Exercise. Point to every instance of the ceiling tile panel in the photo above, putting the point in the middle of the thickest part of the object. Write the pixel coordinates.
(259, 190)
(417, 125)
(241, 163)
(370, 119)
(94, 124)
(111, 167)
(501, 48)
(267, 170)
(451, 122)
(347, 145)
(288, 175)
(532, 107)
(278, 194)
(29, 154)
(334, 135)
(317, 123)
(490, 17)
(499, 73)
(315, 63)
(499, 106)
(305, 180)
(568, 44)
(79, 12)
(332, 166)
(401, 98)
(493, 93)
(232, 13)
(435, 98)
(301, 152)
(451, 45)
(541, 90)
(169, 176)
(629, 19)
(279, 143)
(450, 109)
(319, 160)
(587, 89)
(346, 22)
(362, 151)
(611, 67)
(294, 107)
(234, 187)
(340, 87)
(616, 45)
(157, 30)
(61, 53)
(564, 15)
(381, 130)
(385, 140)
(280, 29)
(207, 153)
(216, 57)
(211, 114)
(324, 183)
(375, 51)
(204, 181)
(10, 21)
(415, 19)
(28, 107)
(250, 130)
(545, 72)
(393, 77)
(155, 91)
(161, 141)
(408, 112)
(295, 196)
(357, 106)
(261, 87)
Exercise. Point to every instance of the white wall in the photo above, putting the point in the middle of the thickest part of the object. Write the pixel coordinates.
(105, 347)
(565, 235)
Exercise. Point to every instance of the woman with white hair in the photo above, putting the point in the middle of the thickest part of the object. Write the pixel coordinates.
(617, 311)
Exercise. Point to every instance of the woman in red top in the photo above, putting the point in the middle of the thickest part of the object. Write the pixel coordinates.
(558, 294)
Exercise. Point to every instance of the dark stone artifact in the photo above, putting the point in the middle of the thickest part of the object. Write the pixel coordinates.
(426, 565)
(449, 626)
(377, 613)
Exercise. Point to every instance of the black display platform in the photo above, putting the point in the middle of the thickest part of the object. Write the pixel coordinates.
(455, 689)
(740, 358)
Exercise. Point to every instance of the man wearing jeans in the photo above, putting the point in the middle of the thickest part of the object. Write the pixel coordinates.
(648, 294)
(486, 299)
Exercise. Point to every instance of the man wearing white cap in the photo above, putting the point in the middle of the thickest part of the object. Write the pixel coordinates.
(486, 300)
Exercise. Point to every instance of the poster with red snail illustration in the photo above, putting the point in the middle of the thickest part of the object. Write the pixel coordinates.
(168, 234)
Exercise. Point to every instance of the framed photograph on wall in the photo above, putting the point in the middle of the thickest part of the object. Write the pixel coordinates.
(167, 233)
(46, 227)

__STATED TASK__: Would you copy every one of the entries above word for word, without changing anything?

__TASK RESPONSE__:
Exercise. Point to every instance of the ceiling tile panel in the photo above, putting the point in the middle of the thickest part of the object. Write the pixel coordinates.
(259, 190)
(417, 125)
(241, 163)
(370, 119)
(94, 124)
(111, 167)
(501, 48)
(267, 170)
(451, 122)
(347, 145)
(288, 175)
(532, 107)
(278, 194)
(29, 154)
(334, 135)
(317, 123)
(490, 17)
(499, 73)
(315, 63)
(499, 106)
(305, 180)
(568, 44)
(79, 12)
(332, 166)
(401, 98)
(493, 93)
(232, 13)
(435, 98)
(301, 152)
(451, 45)
(541, 90)
(169, 176)
(629, 19)
(279, 143)
(450, 109)
(319, 160)
(587, 89)
(346, 22)
(362, 151)
(611, 67)
(294, 107)
(234, 187)
(340, 87)
(616, 45)
(157, 30)
(61, 53)
(564, 15)
(381, 130)
(385, 140)
(280, 29)
(207, 153)
(216, 57)
(211, 114)
(324, 183)
(375, 51)
(204, 181)
(10, 21)
(415, 19)
(28, 107)
(250, 130)
(545, 72)
(393, 77)
(155, 91)
(161, 141)
(408, 112)
(295, 196)
(357, 106)
(261, 87)
Exercise. Point to every instance of the white wall in the photo above, putting the point in the middle of the thickest part of the object. Write the pixel coordinates.
(105, 347)
(565, 235)
Exercise. Point to every instance of the woman with white hair in the photo above, putting the point in the middle of the thickest part of the object. Write the pixel coordinates.
(617, 311)
Exercise. Point to every instance of the woman in red top in the photo above, putting the point in the middle of the thickest part of the object. Write the pixel coordinates.
(558, 294)
Exercise. Point to every instance of the dark stone artifact in the photo above, putting the point in the middle of the thickest part of the object. Write the pixel coordinates.
(426, 565)
(449, 626)
(377, 613)
Exercise. Point to every instance of the black display platform in the photo above, putting the point in the middle of the thickest part of the object. Write the pixel coordinates.
(455, 689)
(740, 358)
Exercise. Point to every instance of the man wearing jeans in the photo above, putting the point in the middle of the thickest part of the object. Write the pixel coordinates.
(648, 294)
(486, 299)
Exercise. Point to every instance of the man wearing white cap in the photo above, putting the point in the middle of the thickest part of the object. Write the pixel coordinates.
(486, 300)
Exercise. Point to every instance of the poster with red snail illustration in the photo above, putting the point in the middle of the thickest part of the object. Write the pixel coordinates.
(168, 234)
Exercise. Point to every instance of the framed photograph on wall in the photo above, putting the point in the middle of the thickest part of the object. Write the pixel coordinates.
(167, 233)
(46, 227)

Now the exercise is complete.